Adam Cuthbertson (born 24 February 1985) is an Australian former professional rugby league footballer who last played as a  and  forward for the Featherstone Rovers in the Betfred Championship. He has previously played for the York City Knights.

Cuthbertson played for the Manly Warringah Sea Eagles, Cronulla-Sutherland Sharks, St. George Illawarra Dragons and the Newcastle Knights in the NRL, and the Leeds Rhinos in the Super League

Background
Cuthbertson was born in Manly, New South Wales, Australia.

Playing career

Manly-Warringah Sea Eagles

Born in Manly, New South Wales, Cuthbertson played his junior football for the Avalon Bulldogs and the Newport Breakers Rugby Union team before being signed by the Manly-Warringah Sea Eagles. He played for the Sea Eagles Premier League reserve-grade team in 2006.

In round 3 of the 2006 NRL season, Cuthbertson made his NRL debut for the Sea Eagles against the Cronulla-Sutherland Sharks.

In 2007, Cuthbertson was rewarded with a Man of the Match award for his performance against the Wests Tigers in round 16. Channel Nine commentator Phil Gould compared Cuthbertson's image to that of Manly legend Graham Eadie.

In 2007, Cuthbertson re-signed with the Sea Eagles on a 3-year contract. In 2007, Cuthbertson credited finding Christianity a year earlier as the catalyst for his rise from obscurity.

Cuthbertson played on the bench in the Sea Eagles' 2007 NRL Grand Final defeat by the Melbourne Storm.

In round 12 of the 2008 NRL season, Cuthbertson was sent off in a match against the Canberra Raiders for a high shot on Troy Thompson.
Cuthbertson made 21 appearances for Manly in 2008 but did not feature in the finals series or Manly's 40-0 grand final victory over Melbourne.

Cuthbertson played on the bench in the Sea Eagles' 2009 World Club Challenge win over the Leeds Rhinos, with the Sea Eagles winning 28-20.
In 2009, Cuthbertson was selected for the NSW City Origin team to play the NSW Country Origin side in the annual City vs Country Origin match. However, he did not play in the match after withdrawing due to injury.

Cronulla-Sutherland Sharks

On 18 June 2009, Cuthbertson signed a 2-year contract with the Cronulla-Sutherland Sharks starting in 2010.

Cuthbertson only played 12 games for the Sharks before being released from his contract.

- _Exercises to complete_
(1) According to the rugby league biography, which club did Cuthbertson sign a 2-year contract with on 18 June 2009?
(2) In the rugby league biography, write out the stretch from "In 2007, Cuthbertson re-signed" through "rise from obscurity." again, swapping "3-year contract" for "three-year deal".
(3) List every NRL club that the rugby league biography says Cuthbertson played for.

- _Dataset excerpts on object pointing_
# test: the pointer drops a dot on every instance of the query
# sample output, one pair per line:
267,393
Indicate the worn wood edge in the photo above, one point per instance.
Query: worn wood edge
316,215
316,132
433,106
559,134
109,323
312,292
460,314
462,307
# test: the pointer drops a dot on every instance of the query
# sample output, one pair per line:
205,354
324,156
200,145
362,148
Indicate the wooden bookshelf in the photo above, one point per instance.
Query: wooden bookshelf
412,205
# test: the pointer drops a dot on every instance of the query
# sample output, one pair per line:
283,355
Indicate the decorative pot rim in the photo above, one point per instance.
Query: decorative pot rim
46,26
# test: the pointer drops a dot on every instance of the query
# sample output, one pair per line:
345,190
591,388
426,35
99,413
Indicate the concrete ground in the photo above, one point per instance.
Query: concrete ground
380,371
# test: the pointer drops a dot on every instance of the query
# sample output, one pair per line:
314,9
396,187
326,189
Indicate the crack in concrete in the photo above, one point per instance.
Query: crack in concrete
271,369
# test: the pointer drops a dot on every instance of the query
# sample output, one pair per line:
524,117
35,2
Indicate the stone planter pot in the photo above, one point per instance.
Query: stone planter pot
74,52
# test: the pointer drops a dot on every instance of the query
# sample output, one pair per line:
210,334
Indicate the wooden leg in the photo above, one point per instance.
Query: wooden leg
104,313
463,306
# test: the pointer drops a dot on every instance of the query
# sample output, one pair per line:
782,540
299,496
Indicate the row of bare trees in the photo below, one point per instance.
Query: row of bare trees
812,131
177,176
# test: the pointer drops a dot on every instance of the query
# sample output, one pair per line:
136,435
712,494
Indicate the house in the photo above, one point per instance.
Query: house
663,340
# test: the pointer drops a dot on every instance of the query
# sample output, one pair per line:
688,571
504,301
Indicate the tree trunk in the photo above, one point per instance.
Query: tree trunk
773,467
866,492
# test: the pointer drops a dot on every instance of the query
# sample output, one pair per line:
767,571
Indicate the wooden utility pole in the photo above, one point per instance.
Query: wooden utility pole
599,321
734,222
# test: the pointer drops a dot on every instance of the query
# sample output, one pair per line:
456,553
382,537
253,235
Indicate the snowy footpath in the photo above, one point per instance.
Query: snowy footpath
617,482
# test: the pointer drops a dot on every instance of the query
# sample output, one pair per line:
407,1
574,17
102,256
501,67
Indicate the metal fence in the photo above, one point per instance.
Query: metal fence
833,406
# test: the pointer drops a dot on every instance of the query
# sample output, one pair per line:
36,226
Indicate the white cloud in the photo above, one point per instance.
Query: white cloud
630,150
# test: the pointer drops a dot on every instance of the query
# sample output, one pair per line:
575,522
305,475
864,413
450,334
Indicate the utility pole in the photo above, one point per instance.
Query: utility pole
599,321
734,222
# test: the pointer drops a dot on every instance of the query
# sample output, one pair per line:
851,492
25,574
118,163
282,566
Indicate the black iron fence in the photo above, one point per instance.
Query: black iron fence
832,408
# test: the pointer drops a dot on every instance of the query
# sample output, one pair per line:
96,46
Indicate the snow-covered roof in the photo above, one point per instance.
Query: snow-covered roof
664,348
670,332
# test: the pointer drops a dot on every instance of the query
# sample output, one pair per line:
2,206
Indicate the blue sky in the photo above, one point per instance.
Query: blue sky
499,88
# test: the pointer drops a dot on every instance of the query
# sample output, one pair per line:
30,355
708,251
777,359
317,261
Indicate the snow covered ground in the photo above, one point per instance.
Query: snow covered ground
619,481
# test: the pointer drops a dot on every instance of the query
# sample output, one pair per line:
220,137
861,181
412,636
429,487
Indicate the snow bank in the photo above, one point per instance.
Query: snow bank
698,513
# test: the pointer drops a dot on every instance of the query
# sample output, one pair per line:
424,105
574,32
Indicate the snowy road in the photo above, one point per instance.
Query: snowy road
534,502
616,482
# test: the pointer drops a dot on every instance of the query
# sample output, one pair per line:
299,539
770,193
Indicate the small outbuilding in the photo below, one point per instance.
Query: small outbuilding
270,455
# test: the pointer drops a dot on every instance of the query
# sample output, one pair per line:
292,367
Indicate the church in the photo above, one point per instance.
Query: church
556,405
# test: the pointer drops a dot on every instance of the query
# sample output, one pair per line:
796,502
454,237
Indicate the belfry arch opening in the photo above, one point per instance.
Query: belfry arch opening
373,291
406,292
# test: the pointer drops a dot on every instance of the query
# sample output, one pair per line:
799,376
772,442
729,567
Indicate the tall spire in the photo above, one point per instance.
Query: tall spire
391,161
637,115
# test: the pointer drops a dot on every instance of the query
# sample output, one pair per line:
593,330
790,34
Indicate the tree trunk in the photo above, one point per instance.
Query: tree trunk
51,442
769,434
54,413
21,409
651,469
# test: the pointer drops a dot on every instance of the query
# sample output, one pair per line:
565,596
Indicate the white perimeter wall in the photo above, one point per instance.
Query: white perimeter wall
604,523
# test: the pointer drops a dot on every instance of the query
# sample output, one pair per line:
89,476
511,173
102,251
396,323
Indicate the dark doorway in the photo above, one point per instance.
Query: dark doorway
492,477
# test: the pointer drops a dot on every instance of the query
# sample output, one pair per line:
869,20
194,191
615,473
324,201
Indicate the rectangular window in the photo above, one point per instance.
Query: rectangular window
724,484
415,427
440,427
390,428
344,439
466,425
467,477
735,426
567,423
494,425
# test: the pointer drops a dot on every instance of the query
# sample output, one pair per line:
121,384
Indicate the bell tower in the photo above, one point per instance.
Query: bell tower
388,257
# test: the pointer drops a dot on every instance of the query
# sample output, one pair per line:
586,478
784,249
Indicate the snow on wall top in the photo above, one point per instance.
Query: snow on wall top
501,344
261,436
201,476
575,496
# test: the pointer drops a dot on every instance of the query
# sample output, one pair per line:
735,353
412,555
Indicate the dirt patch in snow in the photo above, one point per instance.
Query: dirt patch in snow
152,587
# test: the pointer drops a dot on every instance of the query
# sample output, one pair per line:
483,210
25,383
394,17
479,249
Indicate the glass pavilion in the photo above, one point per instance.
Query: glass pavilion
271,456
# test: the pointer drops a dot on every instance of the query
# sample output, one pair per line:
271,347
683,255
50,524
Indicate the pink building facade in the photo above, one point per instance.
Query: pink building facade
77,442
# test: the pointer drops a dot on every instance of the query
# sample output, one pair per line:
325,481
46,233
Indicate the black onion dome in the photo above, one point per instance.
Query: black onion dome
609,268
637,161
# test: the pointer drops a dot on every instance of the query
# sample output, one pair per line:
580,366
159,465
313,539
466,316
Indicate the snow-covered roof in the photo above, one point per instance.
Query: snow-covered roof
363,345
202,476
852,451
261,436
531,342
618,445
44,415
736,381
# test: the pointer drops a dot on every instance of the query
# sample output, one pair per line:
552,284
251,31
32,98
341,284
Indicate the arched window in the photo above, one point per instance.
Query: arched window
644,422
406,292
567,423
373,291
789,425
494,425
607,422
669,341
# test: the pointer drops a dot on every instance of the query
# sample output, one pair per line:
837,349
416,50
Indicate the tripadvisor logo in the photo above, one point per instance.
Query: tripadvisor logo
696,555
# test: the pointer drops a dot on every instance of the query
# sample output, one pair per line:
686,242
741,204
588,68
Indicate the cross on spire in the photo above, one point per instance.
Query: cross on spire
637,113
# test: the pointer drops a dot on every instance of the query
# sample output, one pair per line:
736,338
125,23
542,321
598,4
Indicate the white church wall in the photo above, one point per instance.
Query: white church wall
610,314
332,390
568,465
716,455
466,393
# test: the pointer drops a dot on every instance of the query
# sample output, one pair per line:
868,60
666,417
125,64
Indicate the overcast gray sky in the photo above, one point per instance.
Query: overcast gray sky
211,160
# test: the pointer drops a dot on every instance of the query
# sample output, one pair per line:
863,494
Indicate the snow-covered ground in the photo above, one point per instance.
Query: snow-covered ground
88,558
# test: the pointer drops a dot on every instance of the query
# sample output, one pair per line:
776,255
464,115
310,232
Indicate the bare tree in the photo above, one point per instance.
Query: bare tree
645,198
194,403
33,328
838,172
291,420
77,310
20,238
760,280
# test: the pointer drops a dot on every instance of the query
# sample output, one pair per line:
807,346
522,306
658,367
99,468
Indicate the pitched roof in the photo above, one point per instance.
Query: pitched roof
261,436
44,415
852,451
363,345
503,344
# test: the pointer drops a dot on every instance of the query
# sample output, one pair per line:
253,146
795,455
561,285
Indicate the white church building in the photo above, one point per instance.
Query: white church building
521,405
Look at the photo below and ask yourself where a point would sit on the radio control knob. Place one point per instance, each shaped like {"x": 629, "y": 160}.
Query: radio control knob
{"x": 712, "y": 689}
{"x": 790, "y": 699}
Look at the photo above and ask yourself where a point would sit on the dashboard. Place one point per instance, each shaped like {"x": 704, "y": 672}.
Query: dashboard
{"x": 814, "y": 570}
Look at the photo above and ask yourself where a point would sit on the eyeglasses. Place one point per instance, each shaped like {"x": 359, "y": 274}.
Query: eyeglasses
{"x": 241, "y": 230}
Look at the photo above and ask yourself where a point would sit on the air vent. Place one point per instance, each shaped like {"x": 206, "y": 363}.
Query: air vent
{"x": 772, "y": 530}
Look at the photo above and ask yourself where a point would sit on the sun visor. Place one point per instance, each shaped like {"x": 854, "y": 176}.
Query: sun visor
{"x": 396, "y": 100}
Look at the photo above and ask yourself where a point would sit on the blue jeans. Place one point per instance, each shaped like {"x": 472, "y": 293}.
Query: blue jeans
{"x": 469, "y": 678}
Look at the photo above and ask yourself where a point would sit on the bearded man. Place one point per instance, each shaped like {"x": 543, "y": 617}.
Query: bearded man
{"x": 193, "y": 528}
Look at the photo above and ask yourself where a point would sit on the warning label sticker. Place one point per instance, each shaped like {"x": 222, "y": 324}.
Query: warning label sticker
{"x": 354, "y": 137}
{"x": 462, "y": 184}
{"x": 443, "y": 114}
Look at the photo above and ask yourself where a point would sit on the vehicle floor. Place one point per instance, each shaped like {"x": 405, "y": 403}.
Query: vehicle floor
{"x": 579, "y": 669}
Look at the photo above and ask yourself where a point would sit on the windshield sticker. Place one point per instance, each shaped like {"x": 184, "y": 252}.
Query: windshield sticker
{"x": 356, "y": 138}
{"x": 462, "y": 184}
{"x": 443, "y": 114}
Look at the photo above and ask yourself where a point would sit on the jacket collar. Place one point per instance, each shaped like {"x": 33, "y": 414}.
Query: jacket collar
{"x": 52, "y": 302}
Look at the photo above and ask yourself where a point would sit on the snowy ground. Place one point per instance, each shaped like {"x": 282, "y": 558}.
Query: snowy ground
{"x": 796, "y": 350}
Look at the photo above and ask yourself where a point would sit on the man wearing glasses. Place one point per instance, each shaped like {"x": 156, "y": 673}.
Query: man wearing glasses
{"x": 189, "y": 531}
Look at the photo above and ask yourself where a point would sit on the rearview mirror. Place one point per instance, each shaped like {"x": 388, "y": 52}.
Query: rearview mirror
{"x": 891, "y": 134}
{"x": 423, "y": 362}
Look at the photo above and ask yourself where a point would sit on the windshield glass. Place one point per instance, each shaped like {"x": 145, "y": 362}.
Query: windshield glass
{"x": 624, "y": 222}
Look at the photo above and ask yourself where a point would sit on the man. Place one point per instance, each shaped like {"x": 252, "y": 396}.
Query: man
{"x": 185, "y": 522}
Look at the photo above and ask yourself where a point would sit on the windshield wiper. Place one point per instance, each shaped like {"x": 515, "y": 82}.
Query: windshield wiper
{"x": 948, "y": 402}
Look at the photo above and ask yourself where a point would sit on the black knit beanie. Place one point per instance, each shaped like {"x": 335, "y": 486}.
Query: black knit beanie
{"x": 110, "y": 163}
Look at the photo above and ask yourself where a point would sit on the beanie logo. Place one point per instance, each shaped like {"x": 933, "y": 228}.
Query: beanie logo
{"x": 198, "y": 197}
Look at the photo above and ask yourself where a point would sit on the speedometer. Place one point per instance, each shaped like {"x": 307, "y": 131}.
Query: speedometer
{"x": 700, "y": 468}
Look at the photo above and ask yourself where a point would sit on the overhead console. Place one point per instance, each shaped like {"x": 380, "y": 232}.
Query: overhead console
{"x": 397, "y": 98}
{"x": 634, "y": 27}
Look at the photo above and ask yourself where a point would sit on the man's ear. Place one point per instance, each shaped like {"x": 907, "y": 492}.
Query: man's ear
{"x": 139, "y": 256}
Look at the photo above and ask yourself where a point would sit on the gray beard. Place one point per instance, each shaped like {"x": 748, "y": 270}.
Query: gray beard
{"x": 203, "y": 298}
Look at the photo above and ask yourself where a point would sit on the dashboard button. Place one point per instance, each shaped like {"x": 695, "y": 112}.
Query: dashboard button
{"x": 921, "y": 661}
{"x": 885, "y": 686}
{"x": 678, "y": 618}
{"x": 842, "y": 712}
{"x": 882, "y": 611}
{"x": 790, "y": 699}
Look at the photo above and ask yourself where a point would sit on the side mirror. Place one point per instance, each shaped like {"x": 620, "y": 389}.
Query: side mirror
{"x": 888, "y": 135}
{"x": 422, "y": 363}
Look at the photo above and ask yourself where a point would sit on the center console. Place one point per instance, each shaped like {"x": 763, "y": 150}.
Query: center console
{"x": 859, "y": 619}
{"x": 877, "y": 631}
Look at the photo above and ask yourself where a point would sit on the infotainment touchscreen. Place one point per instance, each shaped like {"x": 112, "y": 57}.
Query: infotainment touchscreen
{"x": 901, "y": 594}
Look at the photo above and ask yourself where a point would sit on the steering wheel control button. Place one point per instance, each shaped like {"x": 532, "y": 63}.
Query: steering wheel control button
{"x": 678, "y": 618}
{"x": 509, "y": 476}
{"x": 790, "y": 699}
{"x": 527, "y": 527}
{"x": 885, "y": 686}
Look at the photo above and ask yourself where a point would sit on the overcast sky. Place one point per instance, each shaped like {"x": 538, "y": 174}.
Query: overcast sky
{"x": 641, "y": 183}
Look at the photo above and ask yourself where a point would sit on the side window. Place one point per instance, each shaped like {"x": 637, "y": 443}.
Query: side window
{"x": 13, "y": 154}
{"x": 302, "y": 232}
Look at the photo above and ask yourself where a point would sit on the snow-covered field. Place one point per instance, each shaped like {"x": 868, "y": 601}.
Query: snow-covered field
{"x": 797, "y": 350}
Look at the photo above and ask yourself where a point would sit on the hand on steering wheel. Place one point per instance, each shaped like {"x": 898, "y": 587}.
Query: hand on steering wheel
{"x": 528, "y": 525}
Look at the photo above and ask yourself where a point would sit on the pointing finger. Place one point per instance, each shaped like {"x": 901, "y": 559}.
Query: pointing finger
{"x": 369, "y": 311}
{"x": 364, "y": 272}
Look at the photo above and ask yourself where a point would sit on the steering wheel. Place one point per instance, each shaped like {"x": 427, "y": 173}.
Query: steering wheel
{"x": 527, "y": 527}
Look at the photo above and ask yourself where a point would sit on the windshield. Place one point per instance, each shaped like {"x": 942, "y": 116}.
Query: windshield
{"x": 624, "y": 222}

- _Results of the exercise_
(1) The Cronulla-Sutherland Sharks

(2)
In 2007, Cuthbertson re-signed with the Sea Eagles on a three-year deal. In 2007, Cuthbertson credited finding Christianity a year earlier as the catalyst for his rise from obscurity.

(3) Manly Warringah Sea Eagles, Cronulla-Sutherland Sharks, St. George Illawarra Dragons, Newcastle Knights